## PROBLEM DESCRIPTION
Word for word, copy the entire listing.

:::::

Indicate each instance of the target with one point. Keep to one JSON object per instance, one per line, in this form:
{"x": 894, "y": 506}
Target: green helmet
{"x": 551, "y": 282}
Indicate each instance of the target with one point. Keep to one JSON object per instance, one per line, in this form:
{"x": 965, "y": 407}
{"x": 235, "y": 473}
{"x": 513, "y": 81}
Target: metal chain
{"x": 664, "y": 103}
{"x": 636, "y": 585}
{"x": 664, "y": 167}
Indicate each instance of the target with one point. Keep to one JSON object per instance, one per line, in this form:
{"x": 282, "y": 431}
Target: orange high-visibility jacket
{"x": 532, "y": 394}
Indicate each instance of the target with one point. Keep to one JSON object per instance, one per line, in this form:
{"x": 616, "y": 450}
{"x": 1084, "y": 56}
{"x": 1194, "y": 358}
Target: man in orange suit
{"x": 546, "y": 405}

:::::

## WRITTEN SOLUTION
Indicate each instance of the target with one point. Keep to one JSON object per instance, one per line, in this form:
{"x": 894, "y": 506}
Target: green helmet
{"x": 551, "y": 282}
Indicate each instance of the target with one point. Keep to one JSON object per instance, one per line, in this form:
{"x": 965, "y": 407}
{"x": 235, "y": 473}
{"x": 513, "y": 81}
Target: metal chain
{"x": 664, "y": 103}
{"x": 636, "y": 585}
{"x": 664, "y": 167}
Indicate each instance of the target with one point. Keep to one JSON object per instance, one per line, in this form:
{"x": 282, "y": 431}
Target: orange high-visibility jacket
{"x": 532, "y": 394}
Indicate each instance of the target with one point. Keep to one JSON object per instance, one per line, in this form:
{"x": 616, "y": 450}
{"x": 1084, "y": 56}
{"x": 1194, "y": 358}
Target: man in orange suit
{"x": 546, "y": 405}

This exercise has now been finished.